Exercise input:
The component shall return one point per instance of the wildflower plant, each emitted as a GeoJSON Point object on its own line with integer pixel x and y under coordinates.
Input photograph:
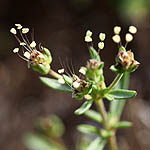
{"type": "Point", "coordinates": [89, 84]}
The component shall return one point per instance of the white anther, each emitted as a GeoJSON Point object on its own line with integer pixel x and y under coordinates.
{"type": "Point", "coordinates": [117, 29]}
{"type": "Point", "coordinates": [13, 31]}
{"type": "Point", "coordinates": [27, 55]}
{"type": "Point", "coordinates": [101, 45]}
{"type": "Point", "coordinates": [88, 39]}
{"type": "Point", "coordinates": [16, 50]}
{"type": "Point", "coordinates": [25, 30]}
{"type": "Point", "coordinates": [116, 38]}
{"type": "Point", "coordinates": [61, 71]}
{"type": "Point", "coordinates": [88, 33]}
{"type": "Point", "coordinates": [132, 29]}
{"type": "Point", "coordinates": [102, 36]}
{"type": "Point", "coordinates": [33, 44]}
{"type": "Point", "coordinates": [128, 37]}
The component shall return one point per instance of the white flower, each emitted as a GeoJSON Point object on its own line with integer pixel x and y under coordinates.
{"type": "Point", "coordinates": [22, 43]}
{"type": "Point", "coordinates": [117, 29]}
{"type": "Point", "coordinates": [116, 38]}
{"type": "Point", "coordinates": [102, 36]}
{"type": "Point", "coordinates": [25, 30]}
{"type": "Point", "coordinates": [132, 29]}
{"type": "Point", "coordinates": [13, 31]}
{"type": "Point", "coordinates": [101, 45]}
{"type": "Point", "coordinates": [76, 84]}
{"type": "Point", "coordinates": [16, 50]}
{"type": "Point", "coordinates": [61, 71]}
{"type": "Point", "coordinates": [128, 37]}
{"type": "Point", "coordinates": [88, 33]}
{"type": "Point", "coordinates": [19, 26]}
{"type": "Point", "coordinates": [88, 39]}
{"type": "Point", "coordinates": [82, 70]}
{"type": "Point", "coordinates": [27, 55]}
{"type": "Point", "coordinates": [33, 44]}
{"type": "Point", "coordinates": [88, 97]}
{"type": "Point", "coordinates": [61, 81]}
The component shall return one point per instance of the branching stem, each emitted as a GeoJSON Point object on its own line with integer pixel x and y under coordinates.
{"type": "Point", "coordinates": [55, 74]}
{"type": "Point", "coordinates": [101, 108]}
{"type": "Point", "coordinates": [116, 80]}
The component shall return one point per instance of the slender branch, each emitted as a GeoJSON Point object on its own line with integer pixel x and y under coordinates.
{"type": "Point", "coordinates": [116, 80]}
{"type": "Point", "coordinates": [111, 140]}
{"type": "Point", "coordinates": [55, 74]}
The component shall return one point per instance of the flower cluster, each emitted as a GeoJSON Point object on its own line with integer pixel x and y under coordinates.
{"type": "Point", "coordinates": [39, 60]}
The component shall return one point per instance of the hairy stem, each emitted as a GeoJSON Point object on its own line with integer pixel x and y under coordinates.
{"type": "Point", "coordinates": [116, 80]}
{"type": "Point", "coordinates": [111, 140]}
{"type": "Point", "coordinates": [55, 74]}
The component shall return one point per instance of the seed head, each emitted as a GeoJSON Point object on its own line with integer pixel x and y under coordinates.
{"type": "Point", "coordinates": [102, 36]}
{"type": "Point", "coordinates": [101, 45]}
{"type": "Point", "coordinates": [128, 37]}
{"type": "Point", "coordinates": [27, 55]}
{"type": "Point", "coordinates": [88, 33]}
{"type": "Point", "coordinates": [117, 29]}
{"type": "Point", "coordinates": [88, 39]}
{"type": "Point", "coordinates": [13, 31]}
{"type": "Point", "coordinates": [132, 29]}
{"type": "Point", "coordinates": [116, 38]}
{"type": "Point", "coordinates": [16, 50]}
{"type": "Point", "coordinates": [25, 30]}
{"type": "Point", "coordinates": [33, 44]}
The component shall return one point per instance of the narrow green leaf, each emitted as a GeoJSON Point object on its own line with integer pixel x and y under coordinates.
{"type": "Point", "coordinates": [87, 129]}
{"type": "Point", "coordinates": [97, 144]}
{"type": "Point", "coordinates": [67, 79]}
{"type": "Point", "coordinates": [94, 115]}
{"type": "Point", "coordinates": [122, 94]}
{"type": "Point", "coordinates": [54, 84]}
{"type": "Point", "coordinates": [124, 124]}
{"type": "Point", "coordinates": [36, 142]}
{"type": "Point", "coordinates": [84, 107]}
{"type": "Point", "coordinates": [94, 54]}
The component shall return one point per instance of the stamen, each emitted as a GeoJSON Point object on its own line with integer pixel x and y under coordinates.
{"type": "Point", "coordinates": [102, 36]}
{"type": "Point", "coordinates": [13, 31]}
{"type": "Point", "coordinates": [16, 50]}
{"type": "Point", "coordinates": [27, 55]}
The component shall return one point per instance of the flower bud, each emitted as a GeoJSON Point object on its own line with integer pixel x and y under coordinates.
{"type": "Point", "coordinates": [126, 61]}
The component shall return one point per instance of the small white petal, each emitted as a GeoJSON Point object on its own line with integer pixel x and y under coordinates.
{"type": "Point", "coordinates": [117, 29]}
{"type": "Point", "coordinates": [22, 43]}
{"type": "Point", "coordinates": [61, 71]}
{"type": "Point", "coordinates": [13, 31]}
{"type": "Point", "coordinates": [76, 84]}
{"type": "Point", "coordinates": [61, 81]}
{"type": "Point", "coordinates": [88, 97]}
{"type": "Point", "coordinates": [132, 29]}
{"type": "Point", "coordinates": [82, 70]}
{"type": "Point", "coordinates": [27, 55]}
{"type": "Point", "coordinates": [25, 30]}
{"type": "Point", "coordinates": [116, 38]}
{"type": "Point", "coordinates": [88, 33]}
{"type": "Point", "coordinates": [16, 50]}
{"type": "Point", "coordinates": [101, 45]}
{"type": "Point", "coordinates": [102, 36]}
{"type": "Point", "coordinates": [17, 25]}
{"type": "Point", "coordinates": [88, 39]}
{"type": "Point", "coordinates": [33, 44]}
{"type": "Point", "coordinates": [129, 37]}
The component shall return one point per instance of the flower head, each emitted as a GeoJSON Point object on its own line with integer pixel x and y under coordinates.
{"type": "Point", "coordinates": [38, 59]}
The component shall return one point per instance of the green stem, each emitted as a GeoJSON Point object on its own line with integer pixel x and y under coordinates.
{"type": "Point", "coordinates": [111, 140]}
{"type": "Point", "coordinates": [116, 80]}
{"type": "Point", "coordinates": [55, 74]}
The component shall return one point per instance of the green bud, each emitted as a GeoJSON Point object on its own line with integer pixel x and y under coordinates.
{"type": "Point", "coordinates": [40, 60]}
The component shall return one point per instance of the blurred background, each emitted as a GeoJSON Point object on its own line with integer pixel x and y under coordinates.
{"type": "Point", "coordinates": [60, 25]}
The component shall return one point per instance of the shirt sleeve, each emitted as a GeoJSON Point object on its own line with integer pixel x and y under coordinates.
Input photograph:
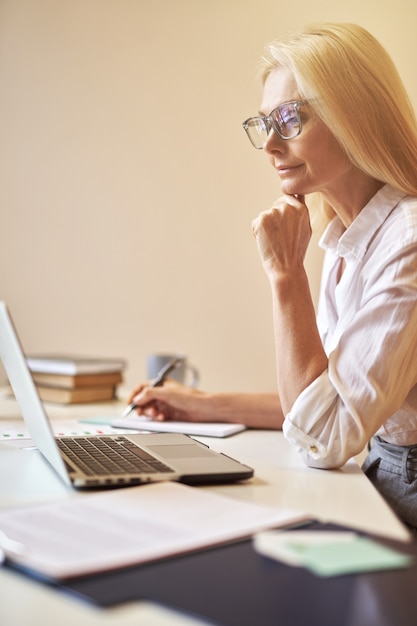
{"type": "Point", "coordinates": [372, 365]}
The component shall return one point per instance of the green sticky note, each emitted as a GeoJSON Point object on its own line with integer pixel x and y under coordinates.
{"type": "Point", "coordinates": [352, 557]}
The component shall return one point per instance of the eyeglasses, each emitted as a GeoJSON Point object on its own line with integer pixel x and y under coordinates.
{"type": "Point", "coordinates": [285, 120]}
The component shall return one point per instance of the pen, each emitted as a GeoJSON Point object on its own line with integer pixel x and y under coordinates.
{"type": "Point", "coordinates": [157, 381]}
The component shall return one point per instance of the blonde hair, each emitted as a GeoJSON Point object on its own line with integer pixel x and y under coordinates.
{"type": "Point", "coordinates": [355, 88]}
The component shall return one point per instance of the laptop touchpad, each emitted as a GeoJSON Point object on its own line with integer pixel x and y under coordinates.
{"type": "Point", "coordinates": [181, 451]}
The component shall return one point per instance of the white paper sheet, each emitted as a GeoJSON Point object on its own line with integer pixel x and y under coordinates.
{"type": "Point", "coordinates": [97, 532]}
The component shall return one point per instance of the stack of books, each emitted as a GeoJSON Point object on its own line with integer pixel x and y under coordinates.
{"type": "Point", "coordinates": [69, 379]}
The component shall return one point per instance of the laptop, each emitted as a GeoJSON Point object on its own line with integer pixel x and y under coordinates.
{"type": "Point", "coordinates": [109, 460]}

Set exercise:
Please format the lines from the one containing "the laptop, each" through the last line above as a JSON list of strings, one string per line, leaving out any blank lines.

Solution for this problem:
[
  "The component shall return one point per instance of the laptop, each emitted as a GeoJSON Point object on its own line with integer pixel x and y under coordinates.",
  "{\"type\": \"Point\", \"coordinates\": [109, 460]}"
]